_EXERCISE AIM_
Please identify every line in the data below that contains the word "church", and copy each of those lines.

_AVAILABLE DATA_
━━━

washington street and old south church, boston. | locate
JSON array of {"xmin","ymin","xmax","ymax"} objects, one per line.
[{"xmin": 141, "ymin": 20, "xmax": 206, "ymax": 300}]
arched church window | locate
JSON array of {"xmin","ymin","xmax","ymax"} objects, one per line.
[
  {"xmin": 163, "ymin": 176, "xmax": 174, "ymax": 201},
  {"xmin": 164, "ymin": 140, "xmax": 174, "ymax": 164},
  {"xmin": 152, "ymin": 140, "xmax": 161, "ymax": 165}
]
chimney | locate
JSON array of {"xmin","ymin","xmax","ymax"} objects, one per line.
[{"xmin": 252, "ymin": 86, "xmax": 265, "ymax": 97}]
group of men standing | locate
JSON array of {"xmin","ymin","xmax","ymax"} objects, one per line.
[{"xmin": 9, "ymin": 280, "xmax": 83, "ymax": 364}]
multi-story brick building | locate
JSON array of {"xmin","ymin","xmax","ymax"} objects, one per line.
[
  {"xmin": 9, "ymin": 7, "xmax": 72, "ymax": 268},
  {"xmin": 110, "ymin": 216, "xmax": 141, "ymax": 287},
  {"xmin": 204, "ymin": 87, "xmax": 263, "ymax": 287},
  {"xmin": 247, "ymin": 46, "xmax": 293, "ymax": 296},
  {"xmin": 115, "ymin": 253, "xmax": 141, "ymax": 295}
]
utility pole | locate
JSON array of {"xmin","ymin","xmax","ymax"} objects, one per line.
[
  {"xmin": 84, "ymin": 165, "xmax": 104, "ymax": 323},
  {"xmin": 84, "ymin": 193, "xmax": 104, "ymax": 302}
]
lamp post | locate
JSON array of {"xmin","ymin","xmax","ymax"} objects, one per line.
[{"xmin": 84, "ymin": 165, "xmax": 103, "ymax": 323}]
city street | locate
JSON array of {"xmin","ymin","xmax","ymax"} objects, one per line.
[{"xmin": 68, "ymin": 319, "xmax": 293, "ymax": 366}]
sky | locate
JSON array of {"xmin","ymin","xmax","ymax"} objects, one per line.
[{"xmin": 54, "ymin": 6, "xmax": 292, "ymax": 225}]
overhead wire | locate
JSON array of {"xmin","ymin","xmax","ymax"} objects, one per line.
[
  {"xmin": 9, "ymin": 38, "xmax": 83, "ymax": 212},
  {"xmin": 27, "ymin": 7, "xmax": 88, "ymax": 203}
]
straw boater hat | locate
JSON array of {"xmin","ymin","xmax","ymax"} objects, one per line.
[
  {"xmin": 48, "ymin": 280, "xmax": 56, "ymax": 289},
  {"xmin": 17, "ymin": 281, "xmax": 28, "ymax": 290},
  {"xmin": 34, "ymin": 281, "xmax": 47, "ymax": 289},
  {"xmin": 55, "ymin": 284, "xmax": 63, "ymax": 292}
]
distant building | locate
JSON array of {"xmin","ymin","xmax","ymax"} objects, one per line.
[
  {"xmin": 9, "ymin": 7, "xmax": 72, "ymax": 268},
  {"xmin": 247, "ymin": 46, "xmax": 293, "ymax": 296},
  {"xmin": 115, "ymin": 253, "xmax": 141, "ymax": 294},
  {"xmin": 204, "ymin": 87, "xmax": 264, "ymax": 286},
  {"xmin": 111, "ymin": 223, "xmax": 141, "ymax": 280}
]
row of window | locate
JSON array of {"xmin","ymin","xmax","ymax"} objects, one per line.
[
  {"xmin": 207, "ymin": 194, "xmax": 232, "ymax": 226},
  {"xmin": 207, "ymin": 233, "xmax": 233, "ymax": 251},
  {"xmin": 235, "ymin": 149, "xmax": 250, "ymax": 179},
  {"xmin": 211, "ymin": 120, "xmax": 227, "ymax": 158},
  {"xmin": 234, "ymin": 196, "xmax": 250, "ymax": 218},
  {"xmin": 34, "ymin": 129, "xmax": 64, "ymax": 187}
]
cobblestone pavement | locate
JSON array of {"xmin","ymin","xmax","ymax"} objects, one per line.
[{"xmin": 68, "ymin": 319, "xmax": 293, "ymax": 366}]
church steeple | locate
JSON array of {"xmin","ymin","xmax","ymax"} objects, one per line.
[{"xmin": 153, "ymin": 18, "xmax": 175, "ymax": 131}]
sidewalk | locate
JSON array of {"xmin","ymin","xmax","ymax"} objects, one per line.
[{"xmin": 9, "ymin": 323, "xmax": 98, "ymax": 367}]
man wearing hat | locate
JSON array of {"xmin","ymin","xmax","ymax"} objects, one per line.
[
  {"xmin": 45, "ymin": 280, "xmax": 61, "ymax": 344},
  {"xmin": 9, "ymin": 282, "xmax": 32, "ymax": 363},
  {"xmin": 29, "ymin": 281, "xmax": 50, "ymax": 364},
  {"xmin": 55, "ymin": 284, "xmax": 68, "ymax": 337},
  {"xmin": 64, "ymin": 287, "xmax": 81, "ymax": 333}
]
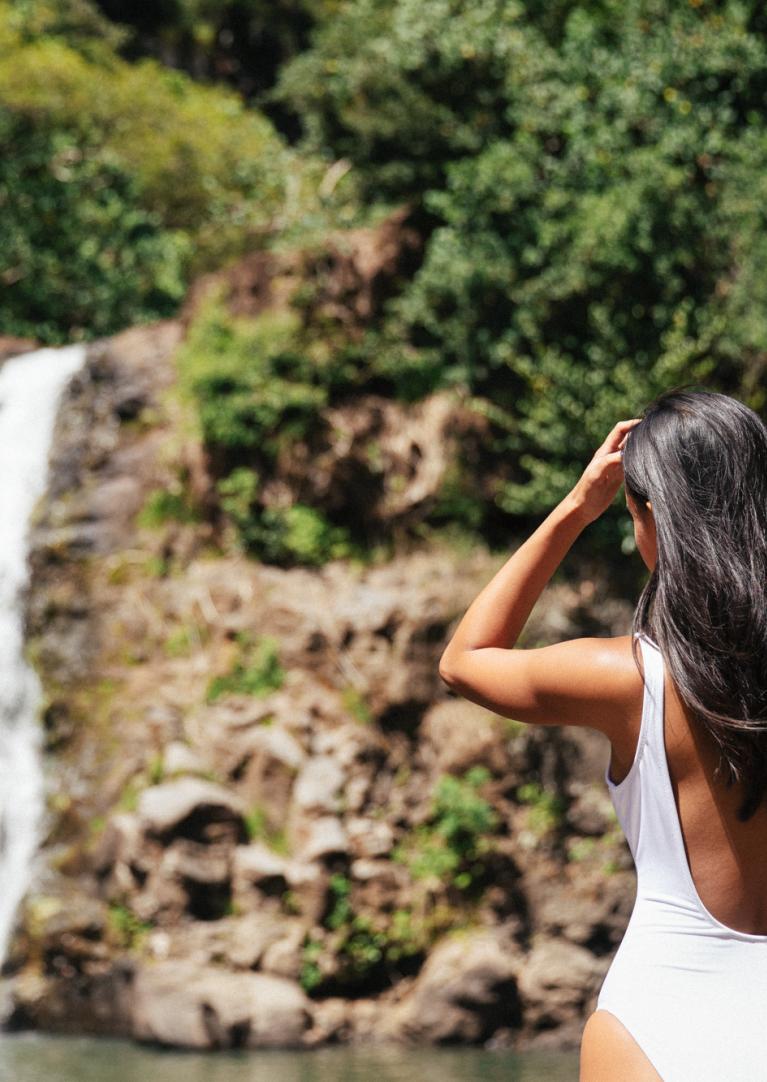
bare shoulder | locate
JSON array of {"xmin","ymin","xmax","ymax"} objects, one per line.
[{"xmin": 437, "ymin": 635, "xmax": 643, "ymax": 739}]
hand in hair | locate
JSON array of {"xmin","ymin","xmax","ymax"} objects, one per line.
[{"xmin": 570, "ymin": 418, "xmax": 642, "ymax": 523}]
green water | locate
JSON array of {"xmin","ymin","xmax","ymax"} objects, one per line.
[{"xmin": 0, "ymin": 1033, "xmax": 578, "ymax": 1082}]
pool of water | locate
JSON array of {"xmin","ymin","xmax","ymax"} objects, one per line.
[{"xmin": 0, "ymin": 1033, "xmax": 578, "ymax": 1082}]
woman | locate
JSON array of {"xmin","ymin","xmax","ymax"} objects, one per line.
[{"xmin": 439, "ymin": 392, "xmax": 767, "ymax": 1082}]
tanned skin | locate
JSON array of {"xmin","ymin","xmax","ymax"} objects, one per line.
[{"xmin": 439, "ymin": 419, "xmax": 660, "ymax": 1082}]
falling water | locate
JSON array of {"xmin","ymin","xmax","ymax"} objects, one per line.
[{"xmin": 0, "ymin": 345, "xmax": 85, "ymax": 963}]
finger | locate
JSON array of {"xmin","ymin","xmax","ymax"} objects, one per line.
[
  {"xmin": 599, "ymin": 417, "xmax": 642, "ymax": 451},
  {"xmin": 601, "ymin": 451, "xmax": 623, "ymax": 466}
]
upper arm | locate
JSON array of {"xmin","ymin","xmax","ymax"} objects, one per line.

━━━

_COMPLETE OUTPUT_
washington street and old south church, boston. | locate
arched church window | locate
church steeple | locate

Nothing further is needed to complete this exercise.